* START READING TEXT *
# [Wet Thumb Forum]-Very Newbie with a question



## Jack11 (Mar 30, 2004)

Hello all,
I am new to the forum but a long time aquarist and aquatic gardening afficianado(sp). I have also long visisted the aqua botanic web site. The last couple of days I have been browsing the forum and was wondering if any of you diy-ers have any information on diy substrate heater cables or, reasonably priced ones. I have long sought the best answer to this problem and was wondering what the general consensus on this piece of hardware is. Thanks.

Ah Hah! You're supposed to put the plants IN the water...


----------



## Jack11 (Mar 30, 2004)

Hello all,
I am new to the forum but a long time aquarist and aquatic gardening afficianado(sp). I have also long visisted the aqua botanic web site. The last couple of days I have been browsing the forum and was wondering if any of you diy-ers have any information on diy substrate heater cables or, reasonably priced ones. I have long sought the best answer to this problem and was wondering what the general consensus on this piece of hardware is. Thanks.

Ah Hah! You're supposed to put the plants IN the water...


----------



## JamesHoftiezer (Feb 2, 2003)

There can be big discussions either way.
What people can agree on is that; 
heater cables are expensive
AC cables are a lot more dangerous than DC
If they are helpful its only later in a tanks life (1-3) years down the road.

I have heater cables but have not plugged them in yet(tank is 6 months old). I got them on ebay under the rena-cal brand name. They are AC and cost ~$30 for 50w.

*James Hoftiezer

Tank Journal - Aquascape ( Latest / Archive )
Tank Journal - Parts and Construction ( Latest / Archive )*


----------



## JamesHoftiezer (Feb 2, 2003)

P.S> WELCOME TO THE FORUMS









*James Hoftiezer

Tank Journal - Aquascape ( Latest / Archive )
Tank Journal - Parts and Construction ( Latest / Archive )*


----------



## jpmtotoro (Feb 13, 2003)

james is smart... he invests a lot in his tank. if you can find them cheap like he did, no hurt in trying them out. i dont use them, i don't think many people have tried... but if you can find them cheap, then maybe not a bad idea to try... it is basically one of those mods you can do to your car to get another 7 horses out of it... just a little boost, nothing major really, so you'll have to weigh pros/cons for yourself.

JP

PS i like your signature... i have a habit of pulling plants out to work on the tank and forgetting that they can't stay out of the water for too long.







crispy!


----------



## Jack11 (Mar 30, 2004)
* END READING TEXT *
* START INFORMATION PROVIDED *
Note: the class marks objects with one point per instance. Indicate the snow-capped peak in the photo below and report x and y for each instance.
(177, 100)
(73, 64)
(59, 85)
* END INFORMATION PROVIDED *
• INSTRUCTION 1:
In the forum thread on substrate heater cables, do these statements agree with the text: (a) James got AC heater cables for about $30 for 50w, (b) James has already plugged in his heater cables, (c) JP uses heater cables himself? Answer yes or no for each and quote the deciding words.
• INSTRUCTION 2:
From the forum thread on substrate heater cables, return the passage starting at "james is smart..." and ending at "pros/cons for yourself.".
The material has nothing to do with the thread.

• TASK OUTPUT 1:
(a) Yes: "They are AC and cost ~$30 for 50w."
(b) No: "I have heater cables but have not plugged them in yet"
(c) No: "i dont use them"

• TASK OUTPUT 2:
james is smart... he invests a lot in his tank. if you can find them cheap like he did, no hurt in trying them out. i dont use them, i don't think many people have tried... but if you can find them cheap, then maybe not a bad idea to try... it is basically one of those mods you can do to your car to get another 7 horses out of it... just a little boost, nothing major really, so you'll have to weigh pros/cons for yourself.